Trecho fornecido |
· · · · ·

Deve estar claro agora que “meio” não significa o mero intervalo entre dois pontos. O que há de peculiar na forma como os carismáticos concebem o meio é precisamente a aniquilação deliberada da ideia de um “entre-lugar”. Por quê? Porque dizer que algo está nesse “entre-lugar” já é aderir a uma lógica posicional. Já é dizer que a ação é orientada a um fim. O que atrai as pessoas à Missa do Padre Marcelo é a intensidade do movimento, seja ele corpóreo ou espiritual. É o tanto que cada canção, cada oração, cada gesto potencializa a subjetividade para que a presentificação se torne a travessia para um outro-lugar. Essa sensação de transiência, como se o indivíduo estivesse em fuga de si mesmo, é efetivado de maneira intensa no arrebatamento da pele. Esta deixa de ser um órgão que separa o interior do exterior do corpo e, como veremos, torna-se um ambiente passível de regulação.
É preciso enfatizar que a distinção entre as partes I e II deste livro é a mudança de foco da comunidade para o indivíduo. No caso da Canção Nova, a gramática da comunidade serve para reencenar o Ato dos Apóstolos num empreendimento midiático global e de massa, enquanto Rossi está mais para um lobo solitário de vigor inesgotável: jovem carismático, especialista em mídia, usuário confesso de esteroides, muito bem-sucedido na expansão da renovação carismática para as multidões. No Padre Marcelo, as preocupações pneumáticas do movimento carismático encontram sua expressão mais concentrada e disseminada. Respondendo ao que ele interpreta como chamado para se tornar um “treinador de almas” — extensão da capacidade atlética que o Papa João Paulo II havia exibido em sua visita ao Brasil no ano de 1997 —, Rossi se tornou o mais proeminente ginasiarca que a renovação carismática teve até o momento. Com sua aeróbica espiritual toda coreografada, declarou guerra à obesidade metafísica; suas técnicas de oração são mandamentos direcionados aos músculos e às juntas; seu site é uma espécie de spa virtual com exercícios variados de cura e oração, vários links para conteúdos médicos e de autoajuda.

· · · · ·

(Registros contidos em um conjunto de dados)

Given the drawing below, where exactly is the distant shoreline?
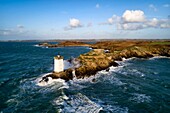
[40,40,170,81]
[0,39,170,42]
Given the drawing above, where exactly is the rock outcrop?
[40,40,170,81]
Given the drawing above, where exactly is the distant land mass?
[39,39,170,81]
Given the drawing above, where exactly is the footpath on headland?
[39,40,170,81]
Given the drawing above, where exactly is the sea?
[0,42,170,113]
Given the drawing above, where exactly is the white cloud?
[69,18,82,28]
[64,18,82,31]
[0,24,28,36]
[163,4,170,8]
[87,22,93,27]
[100,10,170,30]
[17,24,24,29]
[122,10,145,22]
[118,23,146,30]
[146,18,159,27]
[149,4,157,11]
[96,4,100,8]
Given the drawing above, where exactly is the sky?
[0,0,170,40]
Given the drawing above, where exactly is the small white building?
[54,55,64,73]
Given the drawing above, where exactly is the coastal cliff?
[38,40,170,81]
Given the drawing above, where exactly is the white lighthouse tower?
[54,55,64,73]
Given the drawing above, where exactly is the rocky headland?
[40,40,170,81]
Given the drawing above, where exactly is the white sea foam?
[149,56,170,60]
[64,60,73,69]
[36,73,69,90]
[129,93,151,103]
[34,44,40,47]
[55,93,103,113]
[102,105,129,113]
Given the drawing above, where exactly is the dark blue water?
[0,42,170,113]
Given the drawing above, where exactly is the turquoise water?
[0,42,170,113]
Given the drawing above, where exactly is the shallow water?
[0,42,170,113]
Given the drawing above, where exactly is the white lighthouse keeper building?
[54,55,64,73]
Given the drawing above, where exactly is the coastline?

· · · · ·

Tarefas a realizar |
a) Segundo o trecho sobre o Padre Marcelo, em que ano o Papa João Paulo II visitou o Brasil?
b) Escreva a continuação do trecho sobre o Padre Marcelo, a partir da última frase apresentada.

Resultados esperados |
a) Em 1997.

b)
Ser mais um agente solo do que parte da comunidade garantiu ao Padre Marcelo uma flexibilidade ainda maior. Ainda assim, ele não trabalha e nem poderia trabalhar sozinho, dado que a norma institucional não comporta o nível de flexibilização que ele tende a liberar no mundo. Apesar de ter sido apenas um noviço em 1995, a Igreja já o tinha notado e a sua imensa energia, que a instituição resolveu mobilizar para certos fins. Não poderia haver época melhor para toda essa agilidade, toda essa leveza e, por isso mesmo, a Igreja estava empenhada em ativamente monitorar e colocar rédeas no jovem pastor, designando um bispo para supervisionar cada passo que dava. A comunidade Canção Nova — da qual ele foi parte um dia — até tenta reencenar corporalmente os doze apóstolos, um entrelaçamento sofisticado que reúne o arcaico e o presente, mas Padre Marcelo Rossi é isso e mais: é o apóstolo Paulo cheio de anabolizantes. Ele é mais do que a soma das partes apostólicas, é a encarnação mais próxima do que, no revivalismo carismático, é tido como a terceira pessoa.